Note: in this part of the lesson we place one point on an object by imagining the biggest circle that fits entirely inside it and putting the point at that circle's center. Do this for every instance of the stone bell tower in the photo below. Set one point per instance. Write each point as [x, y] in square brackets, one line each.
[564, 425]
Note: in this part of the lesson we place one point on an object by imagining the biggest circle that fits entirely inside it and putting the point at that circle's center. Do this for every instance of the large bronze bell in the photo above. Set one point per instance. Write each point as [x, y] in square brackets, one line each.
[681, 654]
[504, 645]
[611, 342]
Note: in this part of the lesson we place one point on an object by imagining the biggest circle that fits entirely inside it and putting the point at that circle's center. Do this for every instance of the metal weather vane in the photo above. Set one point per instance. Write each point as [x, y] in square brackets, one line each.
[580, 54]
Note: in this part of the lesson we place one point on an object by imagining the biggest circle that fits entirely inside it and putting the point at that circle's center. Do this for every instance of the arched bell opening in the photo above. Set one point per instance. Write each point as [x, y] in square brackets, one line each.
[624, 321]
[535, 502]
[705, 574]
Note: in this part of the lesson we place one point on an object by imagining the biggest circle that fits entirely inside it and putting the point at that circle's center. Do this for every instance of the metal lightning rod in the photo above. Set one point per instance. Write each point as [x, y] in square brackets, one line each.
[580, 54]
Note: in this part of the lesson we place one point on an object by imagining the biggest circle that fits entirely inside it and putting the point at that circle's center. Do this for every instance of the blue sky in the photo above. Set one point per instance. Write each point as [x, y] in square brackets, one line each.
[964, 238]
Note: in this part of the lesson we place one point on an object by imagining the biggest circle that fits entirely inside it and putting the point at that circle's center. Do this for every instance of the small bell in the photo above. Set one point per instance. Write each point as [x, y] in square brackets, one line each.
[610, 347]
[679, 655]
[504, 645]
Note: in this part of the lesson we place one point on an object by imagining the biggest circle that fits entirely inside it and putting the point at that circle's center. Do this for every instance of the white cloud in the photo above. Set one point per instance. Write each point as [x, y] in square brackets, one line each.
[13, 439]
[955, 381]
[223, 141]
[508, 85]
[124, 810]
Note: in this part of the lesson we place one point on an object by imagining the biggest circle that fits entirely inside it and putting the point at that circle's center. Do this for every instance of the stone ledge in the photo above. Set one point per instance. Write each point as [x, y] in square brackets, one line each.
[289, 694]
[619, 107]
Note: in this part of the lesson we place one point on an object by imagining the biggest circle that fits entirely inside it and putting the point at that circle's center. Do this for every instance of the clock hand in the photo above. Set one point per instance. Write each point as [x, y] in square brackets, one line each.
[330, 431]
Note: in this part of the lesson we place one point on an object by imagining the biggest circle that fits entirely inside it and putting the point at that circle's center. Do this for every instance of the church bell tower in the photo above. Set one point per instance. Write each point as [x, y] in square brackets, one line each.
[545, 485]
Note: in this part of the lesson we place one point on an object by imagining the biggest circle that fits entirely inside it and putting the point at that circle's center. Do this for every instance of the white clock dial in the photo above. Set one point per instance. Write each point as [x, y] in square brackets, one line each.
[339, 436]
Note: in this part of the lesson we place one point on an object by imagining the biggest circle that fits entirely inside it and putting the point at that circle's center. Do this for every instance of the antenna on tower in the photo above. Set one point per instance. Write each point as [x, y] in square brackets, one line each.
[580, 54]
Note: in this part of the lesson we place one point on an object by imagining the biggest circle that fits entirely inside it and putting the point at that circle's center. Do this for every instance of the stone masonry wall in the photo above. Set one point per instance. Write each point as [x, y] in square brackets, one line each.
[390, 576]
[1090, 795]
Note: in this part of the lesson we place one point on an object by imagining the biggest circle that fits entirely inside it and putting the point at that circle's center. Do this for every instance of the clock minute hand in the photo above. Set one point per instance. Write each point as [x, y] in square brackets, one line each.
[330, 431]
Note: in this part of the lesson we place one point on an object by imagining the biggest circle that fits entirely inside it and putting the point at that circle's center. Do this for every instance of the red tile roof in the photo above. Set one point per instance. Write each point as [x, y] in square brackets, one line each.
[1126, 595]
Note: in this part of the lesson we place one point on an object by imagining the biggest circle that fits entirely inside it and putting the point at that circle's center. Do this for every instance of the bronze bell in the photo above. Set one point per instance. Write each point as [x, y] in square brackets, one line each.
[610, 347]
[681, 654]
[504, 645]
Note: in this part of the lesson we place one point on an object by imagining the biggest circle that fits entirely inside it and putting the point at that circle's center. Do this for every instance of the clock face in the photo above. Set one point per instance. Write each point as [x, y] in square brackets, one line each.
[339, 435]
-*-*-
- [WHAT TO WORK ON] Copy out the material above in its entirety. Every detail must match.

- [TASK RESULT]
Note: in this part of the lesson we place one point on an object by imagining the biggest circle that fits entirely inside it and putting the point at that circle's center. Do this for every instance of the stone bell tower in the photo below. Set one point per instance. Write each point as [x, y] in square brackets, one line each.
[564, 425]
Note: in this part of the lesson we place one point on an object by imagining the biggest circle that fits entirely inside it and putting the point at that circle's center. Do this for every instance of the large bronze bell in the photo above. Set one point per instance. Write each point as [x, y] in square brackets, one line each.
[681, 654]
[504, 645]
[611, 342]
Note: in this part of the lesson we place one point on an object by imagining the biggest circle that fits entirely inside it and putting the point at that circle's center. Do this for every instance of the metal weather vane in the photo above. Set one point per instance. Write each point as [x, y] in square brackets, one line each.
[580, 54]
Note: in this part of the lesson we place one point on an object by imagining the biggest circle that fits entirely inside it and putting the point at that circle's center. Do this for every instance of the arched bell opening in the photo above. Set one point per instance. Write each point as [x, y] in square brackets, one line each.
[624, 321]
[535, 502]
[705, 574]
Note: in this part of the lesson we place one point on an object by imagining the biggest circle that fits entirely inside it and putting the point at that circle's center. Do this for every instance of the metal lightning rod in the photo above. Set one point per instance. Write each point as [x, y] in square brackets, one line each.
[580, 54]
Note: in this part of the lesson we place one point on an object by imagining the biggest circle that fits entirely inside it and putting the point at that circle's center. Do this for every instance of the blue sky in the photo above. Set one point per instance. Write each point as [x, y] in square brackets, one line each.
[964, 238]
Note: in this part of the lesson we place one point on an object by imagining the biggest circle that fits entirely inside it and putting the point at that circle's center. Do this for every instance of the small bell in the photo above. Set one point per instance. Write each point as [x, y] in square brackets, one line each.
[610, 347]
[679, 655]
[504, 645]
Note: in this part of the lesson we place one point on an object by imagining the biggest circle that fits entirely inside it and putting the point at that circle's center. Do this for every instance of the white cloud in the photo above. Set one point per instance. Write each point as [x, y] in square brackets, one line each.
[13, 439]
[955, 381]
[223, 141]
[508, 85]
[124, 810]
Note: in this part of the lesson we place one point on an object by imagining the biggest circle that fits entirely inside it and putting the point at that circle's center. Do this for every instance of the stone ledge in the photo above. Set one point per instance. Write each point as [x, y] in square brackets, one line each.
[289, 694]
[619, 107]
Note: in this part of the lesson we place one point on an object by imagining the biggest circle that fits entirely inside it and putting the point at that circle's center. Do this for every instance of the clock hand in the photo above. Set one point per instance. Write each point as [x, y] in square brackets, one line each.
[330, 431]
Note: in this part of the lesson we place one point on an object by imagining the biggest circle that fits entirely inside it and putting the point at that circle's center. Do this for every instance of the church bell tower in the photo above. Set one point per instance. Write each point as [x, y] in square brackets, one line each.
[545, 485]
Note: in this part of the lesson we place one point on an object by imagining the biggest circle that fits entirely inside it and putting the point at that circle's center. Do this for every instance of the white clock dial in the photo above. Set one point per instance. Write each point as [x, y] in square brackets, one line each.
[339, 436]
Note: in this part of the lesson we place one point on an object by imagining the biggest circle that fits entirely inside it and putting the point at that circle's center. Do this for every instance of the antenna on tower in the photo above. Set one point per instance. Write each point as [x, y] in square brackets, one line each.
[580, 54]
Note: in this part of the lesson we place one point on an object by imagining the biggest circle that fits entirely inside it and putting the point at that circle's center. Do this for every instance of the stone masonry wall in the photo above. Set one point per instance. Write each point as [x, y] in square brackets, one line each.
[390, 576]
[1090, 795]
Note: in this part of the lesson we place one point on an object by imagining the biggest circle that fits entirely inside it and putting the point at that circle's center. Do this for every instance of the clock minute hand in the photo above. Set one point per instance. Write each point as [x, y] in square brackets, one line each.
[330, 431]
Note: in this part of the lesson we place one point on an object by imagining the biggest circle that fits entirely inside it and putting the point at that circle's center. Do this for every instance of the red tile roof in the photo above. Set one point per instance. Write each point as [x, y] in square brackets, one line each.
[1126, 595]
Note: in this part of the lesson we place one point on an object by imagining the biggest circle that fits entirely inside it and putting the point at that circle's center. Do this for every instance of the bronze bell in the photo above. Set one point per instance. Write each point as [x, y] in square brackets, one line each.
[610, 347]
[681, 654]
[504, 645]
Note: in this part of the lesson we place one point on an object by imagining the biggest circle that fits entirely inside it and putting the point at that circle's center. Do this for every instance of the clock face in the photo above. Set one point per instance. Write each point as [x, y] in square brackets, one line each.
[339, 435]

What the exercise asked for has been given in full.